Rows from a box-labeling dataset:
____________________
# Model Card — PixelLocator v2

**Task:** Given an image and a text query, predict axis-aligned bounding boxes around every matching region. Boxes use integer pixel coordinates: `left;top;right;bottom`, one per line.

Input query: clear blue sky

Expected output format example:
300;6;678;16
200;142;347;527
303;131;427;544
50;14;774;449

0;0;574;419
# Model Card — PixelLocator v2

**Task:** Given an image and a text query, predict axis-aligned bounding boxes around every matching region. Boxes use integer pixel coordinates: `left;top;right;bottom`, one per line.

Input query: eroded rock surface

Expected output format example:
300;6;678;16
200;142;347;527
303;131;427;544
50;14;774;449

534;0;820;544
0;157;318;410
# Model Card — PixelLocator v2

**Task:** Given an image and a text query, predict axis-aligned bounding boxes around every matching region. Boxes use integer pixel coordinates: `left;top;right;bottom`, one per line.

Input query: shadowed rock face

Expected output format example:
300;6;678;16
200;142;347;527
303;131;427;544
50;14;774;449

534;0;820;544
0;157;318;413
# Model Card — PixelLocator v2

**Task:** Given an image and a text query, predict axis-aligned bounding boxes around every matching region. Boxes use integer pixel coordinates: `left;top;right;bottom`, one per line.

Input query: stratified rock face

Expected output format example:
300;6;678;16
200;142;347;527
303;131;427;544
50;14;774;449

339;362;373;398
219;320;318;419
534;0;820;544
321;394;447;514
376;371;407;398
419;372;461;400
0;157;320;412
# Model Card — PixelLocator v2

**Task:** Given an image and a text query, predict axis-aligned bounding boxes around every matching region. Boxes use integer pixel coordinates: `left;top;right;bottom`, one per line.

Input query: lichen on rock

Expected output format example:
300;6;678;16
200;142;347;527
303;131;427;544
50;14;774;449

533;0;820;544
____________________
Rewrite the entries above with "text query" swapped for "search phrase" wherever it appears, leaving everything else as it is.

▶ **Final answer**:
# Model Card — PixelLocator v2

**Task:** Given an image and a search phrase, predict axis-aligned bounding boxes around every matching region. Boxes use integer pixel coordinates: `left;top;right;bottom`, one per line.

Input query: clear blue sky

Expected output format example:
300;6;678;16
200;142;347;527
303;131;427;544
50;14;774;449

0;0;574;419
# Model Card — PixelLocator v2

**Task:** Given an image and a search phrase, predict axis-aligned bounding boxes around every matching region. Boxes use integer pixel coordinates: `left;top;right;bottom`, one per line.

Input query: eroded rock surface

Expected output format example:
300;6;678;16
200;142;347;527
303;131;427;544
50;14;774;449

534;0;820;544
0;157;318;410
# Model Card — PixelLocator v2

**Task:** Given an image and a search phrase, predict axis-aligned bounding boxes around every matching region. Boxes use integer pixel coordinates: `left;top;right;bottom`, one per line.

Input query: shadowed rock face

Expected output format example:
300;6;678;16
200;142;347;527
303;131;427;544
50;14;774;449

534;0;820;544
0;157;318;413
# Model Card — PixelLocator v2

**Task:** Given an image and a search phrase, predict axis-aligned bounding boxes around every matching region. Boxes use integer pixel coordinates: `left;top;right;bottom`, one per line.

Input query: stratified rock face

Expected output format example:
300;6;678;16
200;142;347;527
303;131;427;544
50;14;774;449

339;362;373;398
219;320;318;419
534;0;820;544
321;394;447;514
376;371;407;398
419;372;461;400
0;157;320;412
# Model Card — PixelLocator v2

**Task:** Given an image and a search phrase, predict axis-aligned bounding boxes around every matching region. Boxes use integer pixel coordinates: `left;top;right;bottom`, one per line.

Input query: lichen on rock

Expected output format example:
300;6;678;16
200;142;347;527
303;131;427;544
50;14;774;449

533;0;820;544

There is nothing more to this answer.